─── Input data ───

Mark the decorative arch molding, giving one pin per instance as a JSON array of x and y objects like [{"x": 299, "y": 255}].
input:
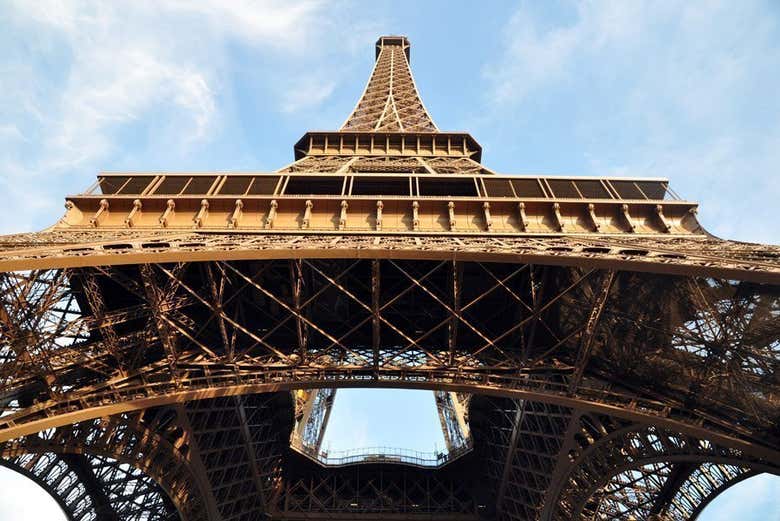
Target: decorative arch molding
[
  {"x": 663, "y": 462},
  {"x": 123, "y": 444},
  {"x": 58, "y": 480}
]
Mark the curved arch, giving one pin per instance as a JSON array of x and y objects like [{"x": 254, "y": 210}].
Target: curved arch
[
  {"x": 129, "y": 399},
  {"x": 647, "y": 454},
  {"x": 642, "y": 255},
  {"x": 714, "y": 493},
  {"x": 69, "y": 510},
  {"x": 127, "y": 443}
]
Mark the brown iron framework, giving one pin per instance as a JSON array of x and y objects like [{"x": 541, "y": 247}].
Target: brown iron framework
[{"x": 171, "y": 348}]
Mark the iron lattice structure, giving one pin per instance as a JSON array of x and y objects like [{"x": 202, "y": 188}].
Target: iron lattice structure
[{"x": 170, "y": 349}]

───

Problem: Copy every one of the records above word for word, leaving out the picture.

Exercise answer:
Mark the decorative arch molding, giving one pin per instance as a JSON array of x and y objects like [{"x": 299, "y": 255}].
input:
Target: decorative arch molding
[
  {"x": 663, "y": 462},
  {"x": 123, "y": 444},
  {"x": 58, "y": 480}
]
Mark the curved arch, giving one pin per instance as a JSON array of x and y objects like [{"x": 254, "y": 210}].
Target: curved arch
[
  {"x": 129, "y": 399},
  {"x": 647, "y": 454},
  {"x": 642, "y": 255},
  {"x": 714, "y": 493},
  {"x": 69, "y": 510},
  {"x": 127, "y": 443}
]
Mark the brown iron framework, giving one pin per instance as a JSON array of x and y objects like [{"x": 541, "y": 247}].
Target: brown iron framework
[{"x": 171, "y": 348}]
Mark the iron lattice structure, giving one pin per instance as a JSON array of x and y objects like [{"x": 202, "y": 188}].
Target: iron lattice structure
[{"x": 170, "y": 349}]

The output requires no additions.